» PROBLEM DETAILS: Would you repeat the listing below verbatim and drop the images?

» INFORMATION PROVIDED:
■ ■ ■ ■ ■ ■ ■
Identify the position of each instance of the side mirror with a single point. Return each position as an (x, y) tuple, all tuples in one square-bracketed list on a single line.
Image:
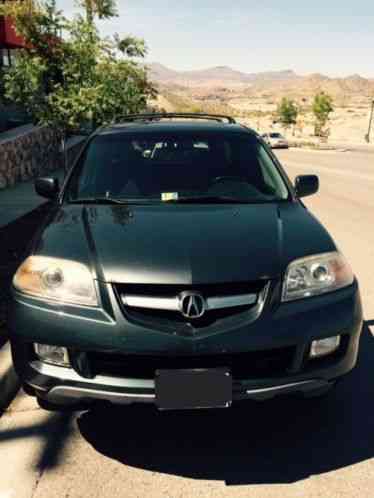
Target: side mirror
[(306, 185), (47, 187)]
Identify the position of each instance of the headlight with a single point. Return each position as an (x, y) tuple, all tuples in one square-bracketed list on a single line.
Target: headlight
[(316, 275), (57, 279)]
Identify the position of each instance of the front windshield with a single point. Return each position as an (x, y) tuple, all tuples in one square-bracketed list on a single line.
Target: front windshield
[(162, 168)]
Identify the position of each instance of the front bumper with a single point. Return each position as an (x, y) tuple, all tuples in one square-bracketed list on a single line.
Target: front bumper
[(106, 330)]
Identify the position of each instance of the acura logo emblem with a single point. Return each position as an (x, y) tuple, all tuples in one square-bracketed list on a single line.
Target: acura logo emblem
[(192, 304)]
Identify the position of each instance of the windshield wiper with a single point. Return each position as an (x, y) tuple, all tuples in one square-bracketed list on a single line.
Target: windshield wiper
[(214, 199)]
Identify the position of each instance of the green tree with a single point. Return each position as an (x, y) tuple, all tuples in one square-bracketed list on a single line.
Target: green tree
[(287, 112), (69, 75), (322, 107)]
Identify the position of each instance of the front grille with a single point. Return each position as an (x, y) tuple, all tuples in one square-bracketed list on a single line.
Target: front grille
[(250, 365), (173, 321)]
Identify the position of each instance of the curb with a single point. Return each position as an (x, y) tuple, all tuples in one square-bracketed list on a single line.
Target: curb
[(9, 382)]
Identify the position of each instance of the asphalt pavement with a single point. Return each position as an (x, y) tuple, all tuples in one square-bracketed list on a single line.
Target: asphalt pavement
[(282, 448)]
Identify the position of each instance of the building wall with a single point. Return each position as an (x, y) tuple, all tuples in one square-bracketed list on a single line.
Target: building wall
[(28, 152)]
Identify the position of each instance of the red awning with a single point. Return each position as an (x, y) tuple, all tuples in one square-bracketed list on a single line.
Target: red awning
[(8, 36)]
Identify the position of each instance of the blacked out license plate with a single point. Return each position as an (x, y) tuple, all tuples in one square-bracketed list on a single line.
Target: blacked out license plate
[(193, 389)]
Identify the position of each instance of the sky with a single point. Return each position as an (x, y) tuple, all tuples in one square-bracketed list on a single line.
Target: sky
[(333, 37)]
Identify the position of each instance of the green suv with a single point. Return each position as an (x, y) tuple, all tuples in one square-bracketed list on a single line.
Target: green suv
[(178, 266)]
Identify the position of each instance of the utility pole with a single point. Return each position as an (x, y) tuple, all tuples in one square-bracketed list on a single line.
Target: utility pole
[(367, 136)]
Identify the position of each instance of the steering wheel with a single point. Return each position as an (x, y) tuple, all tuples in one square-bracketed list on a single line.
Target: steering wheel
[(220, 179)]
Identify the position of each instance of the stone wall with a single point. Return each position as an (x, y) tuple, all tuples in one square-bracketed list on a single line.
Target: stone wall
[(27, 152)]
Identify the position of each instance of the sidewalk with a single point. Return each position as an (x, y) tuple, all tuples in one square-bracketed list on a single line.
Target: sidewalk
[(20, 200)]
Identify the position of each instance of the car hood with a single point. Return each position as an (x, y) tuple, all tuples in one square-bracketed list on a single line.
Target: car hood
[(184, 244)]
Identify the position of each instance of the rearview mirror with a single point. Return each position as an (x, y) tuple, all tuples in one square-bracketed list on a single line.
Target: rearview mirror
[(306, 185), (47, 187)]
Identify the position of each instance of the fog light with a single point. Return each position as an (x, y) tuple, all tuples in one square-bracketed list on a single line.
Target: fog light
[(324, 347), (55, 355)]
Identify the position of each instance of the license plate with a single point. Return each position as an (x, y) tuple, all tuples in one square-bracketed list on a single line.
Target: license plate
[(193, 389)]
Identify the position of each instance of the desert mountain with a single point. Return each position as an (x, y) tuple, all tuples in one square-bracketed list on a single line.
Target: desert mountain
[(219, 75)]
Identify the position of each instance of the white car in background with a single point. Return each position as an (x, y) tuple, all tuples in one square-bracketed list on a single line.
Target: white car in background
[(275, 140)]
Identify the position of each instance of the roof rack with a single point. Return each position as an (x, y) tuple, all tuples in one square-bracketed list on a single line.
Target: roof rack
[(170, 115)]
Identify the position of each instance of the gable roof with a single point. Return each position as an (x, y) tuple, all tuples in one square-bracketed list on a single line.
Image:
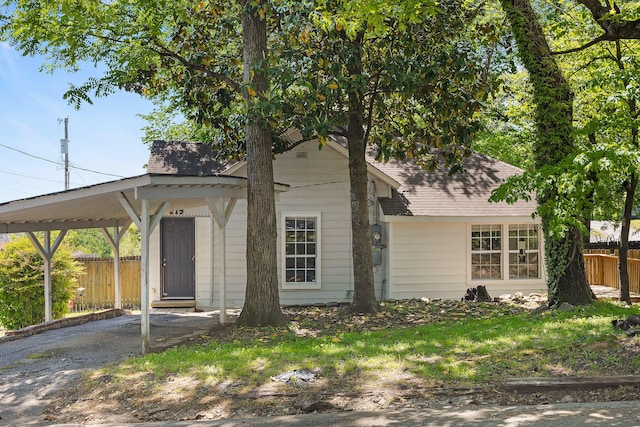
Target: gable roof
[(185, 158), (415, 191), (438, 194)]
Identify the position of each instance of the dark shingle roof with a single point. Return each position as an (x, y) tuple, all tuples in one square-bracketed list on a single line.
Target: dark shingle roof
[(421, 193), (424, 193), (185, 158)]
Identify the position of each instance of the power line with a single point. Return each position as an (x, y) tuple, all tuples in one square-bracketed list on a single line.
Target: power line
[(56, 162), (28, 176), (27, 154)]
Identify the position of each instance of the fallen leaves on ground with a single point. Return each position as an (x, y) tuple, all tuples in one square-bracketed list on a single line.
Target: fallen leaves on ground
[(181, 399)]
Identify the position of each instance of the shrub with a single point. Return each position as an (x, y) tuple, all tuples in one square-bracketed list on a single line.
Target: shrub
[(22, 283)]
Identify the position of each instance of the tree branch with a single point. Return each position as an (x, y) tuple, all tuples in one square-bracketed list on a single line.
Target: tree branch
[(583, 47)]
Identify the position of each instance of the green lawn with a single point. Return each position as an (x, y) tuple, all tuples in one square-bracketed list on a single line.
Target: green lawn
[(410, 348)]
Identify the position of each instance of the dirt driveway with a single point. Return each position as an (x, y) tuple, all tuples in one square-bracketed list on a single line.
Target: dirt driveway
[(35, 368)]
■ ■ ■ ■ ■ ■ ■
» RESPONSE AREA:
Identify the position of each instance of the side mirror with a single point. Return each position as an (x, y) tuple, all tuples in one square-bracketed list on a single line.
Image:
Target: side mirror
[(306, 185), (47, 187)]
Identify the position of each instance of the headlight with a single point. Return each position as an (x, y) tuple, all tuples in one square-bracketed list on a single line.
Target: headlight
[(316, 275), (57, 279)]
Identify the position of each instance of the front windshield with a single point. Return each position as an (x, y) tuple, all tuples in one square-bracketed list on a single line.
Target: front windshield
[(162, 168)]
Identify the position of each instance of the front bumper with a single point. Return each position as an (x, y) tuple, all tuples in one square-bracketed list on a single line.
Target: front bumper
[(106, 330)]
Identify the position of each instance of the acura logo emblem with a single point. Return each position as an (x, y) tuple, all tuples in one square-bracketed list on a single line.
Target: acura logo emblem
[(192, 304)]
Identify the position of each instance of the windshield wiper with a single point. Return each position as an (x, y) tuple, all tuples in one square-bracketed list on a single line.
Target: windshield wiper
[(214, 199)]
Identify the position of each instance of the green tree with a single point. Return each position as an (x, y) tuple, all tuples in one square-bracketed list on a single line.
Target: green tree
[(287, 112), (69, 75), (322, 107)]
Identify the position of each instance of the front grille with a single point. Return each position as an (x, y) tuple, all tuples in one square-bracketed list on a single line.
Target: front grille
[(250, 365), (173, 321)]
Identify the position of each instance of the curb with a single point. Return each position as an (x, y) tuple, all tuples in one square-bracketed list on a single line.
Target: curb
[(9, 382)]
Identify the position of each instance of the asphalt pavement with a single point. Return each position as an (x, y) tuple, all tuples in one square-bracketed list on a single line.
Target: asphalt pavement
[(282, 448)]
Identify the position of each instance of the building wall with a single point. Return each position as an (x, y) tuple, all tuples in one square-bracketed list on a single line.
Target: building wall
[(28, 152)]
Identify the position of each instance of the red awning with a single point. Return each position as an (x, y) tuple, all tuples in one square-bracketed list on a single line.
Target: red awning
[(8, 36)]
Identify the position of each instance of the blacked out license plate with a single point. Return each position as an (x, y) tuple, all tuples in one square-bracketed list on a single line.
Target: blacked out license plate
[(193, 389)]
Identify the position of each instance of the sky with a single point. Return each position as an (x, y) tuple, all tuples in one square-bracketed list on a single line.
Target: sky
[(333, 37)]
Identify the position of each instance of the green suv with a single point. Return each position as an (x, y) tuple, all tuples in one square-bracketed list on a single line.
Target: green suv
[(178, 266)]
Identify the position of each instance of the utility pole with a single point. Return each position as an (x, y) tuple, all tuples in one square-bracketed list on a single line.
Target: utility pole
[(367, 136)]
Identify the position of each instance of the steering wheel with a single point. Return each position as an (x, y) tuple, all tuples in one square-bracketed list on a single line.
Target: steering wheel
[(220, 179)]
Identify the position of each instance of the stone wall with a single point. Return each position as an (x, y) tuple, all tuples in one square-bracketed list on a single line.
Target: stone wall
[(27, 152)]
Identify the position of each instance of the sidewalk with a single point. Return each position as an (x, y) tuple, all tuples in one square-bracketed list on a single line.
Target: sidewalk
[(20, 200)]
Identify the position of each instance of the car hood with a single point. Return each position as an (x, y) tuple, all tuples in one square-bracketed list on a single line.
Target: car hood
[(184, 244)]
Identify the position of each instance of the rearview mirror with a single point. Return each position as an (x, y) tuple, all tuples in one square-bracketed list on a single line.
Target: rearview mirror
[(306, 185), (47, 187)]
Identify the position of each instance of the fog light with a single point. Return each position as an (x, y) tuple, all tuples in one square-bracketed list on a single line.
Target: fog light
[(324, 347), (55, 355)]
Identify the position of each instance of the license plate with a single point. Return each position as an (x, y) tuple, all tuples in one square-bracketed list on a single line.
Target: license plate
[(193, 389)]
Identify the position of each instance of the desert mountain with a single point. Return each position as an (x, y) tuple, all tuples in one square-bracketed list on a single line.
Target: desert mountain
[(219, 75)]
Identify the position of each instance of the white car in background with a single point. Return each position as an (x, y) tuple, all tuples in one square-bracketed list on a single line.
Target: white car in background
[(275, 140)]
Identify the position of each instance of the roof rack with a single point. Return each position as an (x, y) tuple, all tuples in one square-bracketed list on a single line.
Target: roof rack
[(170, 115)]
Identify the position of each instance of the gable roof with a single point. Return each position as an (x, y) tuple, all tuples in one square-bracketed list on a single line.
Image:
Target: gable roof
[(185, 158), (415, 191), (438, 194)]
Identify the position of each instance of the dark shingle roof with a single point. Return each position as an (x, y) tuple, all tuples in one square-bracketed list on a single line.
Target: dark shingle roof
[(421, 193), (424, 193), (185, 158)]
Identify the position of each instance of the power line with a single point. Return each position as an (x, y) tuple, all tuples in one square-bracketed list on a single line.
Target: power line
[(56, 162), (28, 176), (27, 154)]
Identify the position of each instance of the fallen leaves on ground with a single point. Return each position as an (x, y) tuple, all tuples in one square-bracketed list on a single line.
Target: fallen leaves on ground
[(181, 399)]
Identify the position of each instance of the shrub with a single point. Return each position as an (x, y) tuple, all tuples in one square-bracketed list on a single line.
Target: shrub
[(22, 283)]
Identify the position of each instance of the tree branch with a single point. Return each position as an (x, y) tuple, all tuples in one square-bracketed list on a single line.
Target: tree branch
[(583, 47)]
Identify the position of each instance of the green lawn with a single point. Return each position as an (x, y) tuple, all tuples in one square-bracketed list on a single line.
Target: green lawn
[(410, 348)]
Identify the position of each instance of the dirt driveway with a single point. Return each position as an (x, y) tuple, all tuples in one square-bracketed list on a single line.
Target: dirt driveway
[(35, 368)]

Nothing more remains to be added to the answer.